_Exercise details_
From the line containing "of the dinner" through the last line of the entries below, repeat each line word for word and leave out the rest.

_Material_
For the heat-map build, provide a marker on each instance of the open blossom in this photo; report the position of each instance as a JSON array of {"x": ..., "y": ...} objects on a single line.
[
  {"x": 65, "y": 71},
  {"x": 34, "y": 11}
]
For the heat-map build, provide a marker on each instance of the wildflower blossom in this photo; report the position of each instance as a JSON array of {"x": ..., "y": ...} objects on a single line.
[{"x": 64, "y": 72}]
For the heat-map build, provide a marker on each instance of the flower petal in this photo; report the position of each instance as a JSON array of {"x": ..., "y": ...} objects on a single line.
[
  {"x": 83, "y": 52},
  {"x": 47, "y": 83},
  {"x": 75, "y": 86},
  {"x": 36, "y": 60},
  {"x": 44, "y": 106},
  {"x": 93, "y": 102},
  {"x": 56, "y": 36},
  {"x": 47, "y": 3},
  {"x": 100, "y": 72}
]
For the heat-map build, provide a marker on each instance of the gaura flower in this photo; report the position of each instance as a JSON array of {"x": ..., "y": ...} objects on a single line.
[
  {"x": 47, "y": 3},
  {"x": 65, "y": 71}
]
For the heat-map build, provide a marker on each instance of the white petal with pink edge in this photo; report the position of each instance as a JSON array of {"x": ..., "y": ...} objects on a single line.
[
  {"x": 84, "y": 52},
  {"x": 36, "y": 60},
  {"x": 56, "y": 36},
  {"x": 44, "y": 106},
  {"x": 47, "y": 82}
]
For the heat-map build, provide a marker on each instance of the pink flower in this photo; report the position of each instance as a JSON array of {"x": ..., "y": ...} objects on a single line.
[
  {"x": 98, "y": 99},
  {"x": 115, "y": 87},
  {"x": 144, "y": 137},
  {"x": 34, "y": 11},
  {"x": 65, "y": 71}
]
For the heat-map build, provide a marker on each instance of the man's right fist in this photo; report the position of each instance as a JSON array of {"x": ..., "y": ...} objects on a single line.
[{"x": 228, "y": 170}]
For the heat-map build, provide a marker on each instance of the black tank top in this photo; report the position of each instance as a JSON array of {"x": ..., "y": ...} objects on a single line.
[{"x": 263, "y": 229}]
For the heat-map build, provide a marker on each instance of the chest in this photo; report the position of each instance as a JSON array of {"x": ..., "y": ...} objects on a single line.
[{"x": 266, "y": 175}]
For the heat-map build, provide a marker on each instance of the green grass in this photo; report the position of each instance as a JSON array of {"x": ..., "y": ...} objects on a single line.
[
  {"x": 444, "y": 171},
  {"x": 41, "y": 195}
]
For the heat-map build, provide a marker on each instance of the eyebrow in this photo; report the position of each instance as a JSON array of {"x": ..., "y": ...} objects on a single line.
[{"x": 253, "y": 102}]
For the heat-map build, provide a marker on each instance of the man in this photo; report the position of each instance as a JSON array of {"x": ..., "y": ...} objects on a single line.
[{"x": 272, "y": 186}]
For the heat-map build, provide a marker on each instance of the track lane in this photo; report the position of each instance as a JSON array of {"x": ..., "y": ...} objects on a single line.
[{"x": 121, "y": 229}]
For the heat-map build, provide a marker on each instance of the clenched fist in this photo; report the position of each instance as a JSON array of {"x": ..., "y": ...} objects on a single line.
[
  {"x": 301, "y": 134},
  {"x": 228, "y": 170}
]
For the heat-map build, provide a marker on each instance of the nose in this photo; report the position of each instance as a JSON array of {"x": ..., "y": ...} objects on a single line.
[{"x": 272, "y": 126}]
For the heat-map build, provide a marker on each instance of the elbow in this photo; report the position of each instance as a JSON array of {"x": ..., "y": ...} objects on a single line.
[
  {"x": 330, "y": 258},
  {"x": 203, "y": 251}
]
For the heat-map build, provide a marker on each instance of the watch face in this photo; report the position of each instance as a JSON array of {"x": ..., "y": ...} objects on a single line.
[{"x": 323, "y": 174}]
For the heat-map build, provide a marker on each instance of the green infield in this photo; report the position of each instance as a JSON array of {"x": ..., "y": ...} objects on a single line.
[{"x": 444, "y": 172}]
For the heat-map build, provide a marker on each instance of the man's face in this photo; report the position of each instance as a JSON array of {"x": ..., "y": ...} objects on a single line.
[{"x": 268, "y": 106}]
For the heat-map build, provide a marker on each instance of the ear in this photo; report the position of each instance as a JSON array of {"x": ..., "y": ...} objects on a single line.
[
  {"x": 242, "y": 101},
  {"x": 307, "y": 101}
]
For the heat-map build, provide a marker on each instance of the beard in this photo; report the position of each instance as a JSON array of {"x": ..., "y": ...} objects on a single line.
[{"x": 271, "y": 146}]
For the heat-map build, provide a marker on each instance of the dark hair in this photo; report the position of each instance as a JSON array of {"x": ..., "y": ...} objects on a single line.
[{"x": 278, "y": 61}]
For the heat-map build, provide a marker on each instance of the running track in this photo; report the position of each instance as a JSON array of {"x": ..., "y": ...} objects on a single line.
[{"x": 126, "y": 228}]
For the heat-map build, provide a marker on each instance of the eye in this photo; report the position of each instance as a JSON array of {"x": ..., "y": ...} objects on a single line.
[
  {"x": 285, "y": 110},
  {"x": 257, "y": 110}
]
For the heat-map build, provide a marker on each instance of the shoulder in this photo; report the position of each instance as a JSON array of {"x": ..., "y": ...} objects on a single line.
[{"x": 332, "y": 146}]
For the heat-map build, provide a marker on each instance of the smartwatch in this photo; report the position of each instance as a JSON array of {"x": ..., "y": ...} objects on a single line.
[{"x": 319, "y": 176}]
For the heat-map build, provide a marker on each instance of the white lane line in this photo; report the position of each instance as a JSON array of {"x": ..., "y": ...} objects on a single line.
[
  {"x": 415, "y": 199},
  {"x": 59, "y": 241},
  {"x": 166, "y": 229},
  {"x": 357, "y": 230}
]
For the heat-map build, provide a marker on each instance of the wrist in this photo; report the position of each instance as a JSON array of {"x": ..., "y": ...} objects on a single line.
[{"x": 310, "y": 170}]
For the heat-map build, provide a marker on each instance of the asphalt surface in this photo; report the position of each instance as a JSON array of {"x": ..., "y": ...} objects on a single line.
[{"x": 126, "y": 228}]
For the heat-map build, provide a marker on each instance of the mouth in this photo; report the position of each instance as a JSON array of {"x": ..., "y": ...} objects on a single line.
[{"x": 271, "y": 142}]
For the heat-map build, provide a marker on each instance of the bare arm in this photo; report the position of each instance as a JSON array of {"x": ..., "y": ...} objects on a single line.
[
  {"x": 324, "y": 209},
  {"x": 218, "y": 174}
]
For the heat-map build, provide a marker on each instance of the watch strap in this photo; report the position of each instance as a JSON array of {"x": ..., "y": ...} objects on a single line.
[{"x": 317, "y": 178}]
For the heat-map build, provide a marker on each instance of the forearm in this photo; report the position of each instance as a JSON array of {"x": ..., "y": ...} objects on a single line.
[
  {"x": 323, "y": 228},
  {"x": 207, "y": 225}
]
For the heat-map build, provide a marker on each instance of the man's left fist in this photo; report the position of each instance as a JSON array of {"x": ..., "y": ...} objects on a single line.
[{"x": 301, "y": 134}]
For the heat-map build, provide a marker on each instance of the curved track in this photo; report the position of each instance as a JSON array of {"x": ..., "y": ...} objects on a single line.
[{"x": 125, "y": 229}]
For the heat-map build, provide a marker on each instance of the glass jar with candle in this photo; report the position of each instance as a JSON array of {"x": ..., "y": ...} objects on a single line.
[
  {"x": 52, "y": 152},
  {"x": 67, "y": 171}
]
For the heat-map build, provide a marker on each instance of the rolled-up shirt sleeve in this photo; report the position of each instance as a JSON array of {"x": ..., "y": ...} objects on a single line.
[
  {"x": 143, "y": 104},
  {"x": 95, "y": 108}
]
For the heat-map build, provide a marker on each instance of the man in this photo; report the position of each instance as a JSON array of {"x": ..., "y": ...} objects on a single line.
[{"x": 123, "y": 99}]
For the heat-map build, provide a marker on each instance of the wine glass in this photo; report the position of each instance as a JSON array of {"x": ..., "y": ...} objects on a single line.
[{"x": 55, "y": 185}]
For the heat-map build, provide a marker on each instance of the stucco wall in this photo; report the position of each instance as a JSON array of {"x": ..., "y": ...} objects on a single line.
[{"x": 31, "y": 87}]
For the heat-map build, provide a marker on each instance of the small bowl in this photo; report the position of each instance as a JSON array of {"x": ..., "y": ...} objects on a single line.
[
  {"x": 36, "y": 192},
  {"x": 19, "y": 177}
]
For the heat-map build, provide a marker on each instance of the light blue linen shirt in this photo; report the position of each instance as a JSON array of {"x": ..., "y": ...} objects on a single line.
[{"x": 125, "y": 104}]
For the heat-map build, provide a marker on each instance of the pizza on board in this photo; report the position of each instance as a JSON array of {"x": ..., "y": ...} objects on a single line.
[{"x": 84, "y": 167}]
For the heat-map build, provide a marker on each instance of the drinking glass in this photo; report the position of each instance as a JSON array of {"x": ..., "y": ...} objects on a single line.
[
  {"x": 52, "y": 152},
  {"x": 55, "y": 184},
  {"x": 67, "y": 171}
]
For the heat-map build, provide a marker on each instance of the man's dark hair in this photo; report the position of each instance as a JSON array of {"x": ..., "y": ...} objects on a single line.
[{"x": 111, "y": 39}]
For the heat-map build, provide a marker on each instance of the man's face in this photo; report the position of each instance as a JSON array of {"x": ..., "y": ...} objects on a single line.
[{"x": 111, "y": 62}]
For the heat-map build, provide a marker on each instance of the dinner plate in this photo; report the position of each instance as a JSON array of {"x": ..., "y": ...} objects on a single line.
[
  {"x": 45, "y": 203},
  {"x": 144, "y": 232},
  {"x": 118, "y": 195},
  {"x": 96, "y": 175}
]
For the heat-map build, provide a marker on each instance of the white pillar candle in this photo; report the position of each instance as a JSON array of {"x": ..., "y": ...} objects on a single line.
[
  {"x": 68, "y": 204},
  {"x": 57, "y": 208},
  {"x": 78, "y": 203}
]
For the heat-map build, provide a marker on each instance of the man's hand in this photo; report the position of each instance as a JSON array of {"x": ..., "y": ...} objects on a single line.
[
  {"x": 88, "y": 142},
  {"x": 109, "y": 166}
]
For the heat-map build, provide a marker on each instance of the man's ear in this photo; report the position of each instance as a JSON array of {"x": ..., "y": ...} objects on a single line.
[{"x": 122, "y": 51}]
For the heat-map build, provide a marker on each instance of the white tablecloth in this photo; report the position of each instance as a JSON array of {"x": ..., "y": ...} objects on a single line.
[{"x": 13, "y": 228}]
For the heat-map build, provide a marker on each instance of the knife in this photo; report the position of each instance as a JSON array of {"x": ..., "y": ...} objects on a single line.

_Answer below_
For the heat-map build, provide a marker on each instance of the dinner plate in this photo; report the position of each instance as a JSON array of {"x": ..., "y": ...} objects on a single line.
[
  {"x": 45, "y": 203},
  {"x": 144, "y": 232},
  {"x": 118, "y": 195},
  {"x": 96, "y": 175}
]
For the heat-map build, provide a marker on each instance of the white pillar candle in this photo; report the position of each instance as a JSON array of {"x": ..., "y": ...} objects on a single line.
[
  {"x": 68, "y": 204},
  {"x": 57, "y": 208},
  {"x": 78, "y": 203}
]
For the heat-map build, provide a marker on each instance of the man's hand in this photo; report the position of each instance as a JSON array of {"x": ..., "y": ...} objects on a single line.
[
  {"x": 88, "y": 142},
  {"x": 109, "y": 166}
]
For the heat-map build, provide a marker on each instance of the man's ear in this photo; report the position of each instance as a JSON array of {"x": ..., "y": ...} objects on a single line.
[{"x": 122, "y": 51}]
For the heat-map build, provide a marker on each instance of the white tablecloth in this photo; report the position of each instance as a JSON array of {"x": ..., "y": ...} objects on a single line.
[{"x": 13, "y": 228}]
For the heat-map build, provide a marker on each instance of the knife in this photo; report the position of each instance as a JSON array of {"x": ..., "y": ...} objects on a single line.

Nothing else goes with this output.